#### EXERCISE DESCRIPTION
Please quote the material exactly, every line of it.

#### Point annotation records
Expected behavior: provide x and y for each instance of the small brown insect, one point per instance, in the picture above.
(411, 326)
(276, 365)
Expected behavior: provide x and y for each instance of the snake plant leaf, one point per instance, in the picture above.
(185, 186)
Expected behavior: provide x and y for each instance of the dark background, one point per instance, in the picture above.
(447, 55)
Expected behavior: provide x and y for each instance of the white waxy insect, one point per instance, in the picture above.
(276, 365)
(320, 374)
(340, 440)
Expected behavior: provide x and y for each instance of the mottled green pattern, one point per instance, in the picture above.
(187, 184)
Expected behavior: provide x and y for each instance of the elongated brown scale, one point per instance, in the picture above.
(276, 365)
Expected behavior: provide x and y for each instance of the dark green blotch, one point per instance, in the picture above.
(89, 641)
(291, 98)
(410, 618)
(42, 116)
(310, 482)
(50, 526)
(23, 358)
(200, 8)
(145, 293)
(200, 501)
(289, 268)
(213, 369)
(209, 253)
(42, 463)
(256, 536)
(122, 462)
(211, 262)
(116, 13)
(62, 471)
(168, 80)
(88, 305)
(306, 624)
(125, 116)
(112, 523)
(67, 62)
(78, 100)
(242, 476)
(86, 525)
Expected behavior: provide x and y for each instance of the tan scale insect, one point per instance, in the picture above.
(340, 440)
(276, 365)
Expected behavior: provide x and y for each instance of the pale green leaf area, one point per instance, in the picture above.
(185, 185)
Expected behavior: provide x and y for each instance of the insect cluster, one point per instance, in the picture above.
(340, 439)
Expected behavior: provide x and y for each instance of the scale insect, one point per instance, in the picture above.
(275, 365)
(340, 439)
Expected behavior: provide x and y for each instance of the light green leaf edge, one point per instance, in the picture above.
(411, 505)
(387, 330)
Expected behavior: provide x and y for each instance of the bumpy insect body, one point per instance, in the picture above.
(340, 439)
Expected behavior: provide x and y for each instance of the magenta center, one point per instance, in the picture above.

#### RESPONSE FOR THIS EXERCISE
Expected behavior: provide x and y for each instance of the small brown insect, one point per instance, in the picture above.
(411, 326)
(276, 365)
Expected behavior: provide x and y for each instance of the snake plant leaf, one point per instance, in the picture above.
(185, 186)
Expected behavior: provide x and y for each instance of the dark background, one point per instance, in the picture above.
(447, 55)
Expected behavior: provide x and y for each instance of the white waxy insect, one point per instance, in the picture above.
(276, 365)
(320, 374)
(340, 440)
Expected behavior: provide x and y for each instance of the mottled green pattern, one point per instance, in the picture above.
(187, 184)
Expected behavior: provide x and y for each instance of the elongated brown scale, one point per instance, in the picture above.
(276, 365)
Expected behavior: provide x and y for each instance of the dark green blotch, one point per instance, in the picture above.
(89, 641)
(291, 98)
(410, 618)
(42, 116)
(310, 482)
(50, 526)
(23, 358)
(200, 8)
(145, 293)
(200, 501)
(289, 268)
(213, 369)
(209, 253)
(42, 463)
(256, 536)
(122, 462)
(211, 262)
(116, 13)
(62, 471)
(168, 80)
(88, 305)
(306, 624)
(125, 116)
(112, 523)
(67, 62)
(78, 100)
(242, 476)
(86, 525)
Expected behavior: provide x and y for each instance of the tan scale insect, one point per instance, in the picture above.
(340, 440)
(276, 365)
Expected behavior: provide x and y for each instance of the pale green leaf area, one point per instance, in the picture above.
(185, 185)
Expected behavior: provide x and y for each instance of the insect cluster, one point per instance, in the picture above.
(340, 439)
Expected behavior: provide x and y for each instance of the scale insect, one point per instance, in the picture above.
(275, 365)
(340, 439)
Expected behavior: provide x and y for each instance of the light green leaf edge, one point per instance, in the picture above.
(411, 505)
(387, 330)
Expected behavior: provide x and y for each instance of the bumpy insect body, one point per instance, in the picture above.
(340, 439)
Expected behavior: provide x and y for each instance of the magenta center, one point per instance, in the picture above.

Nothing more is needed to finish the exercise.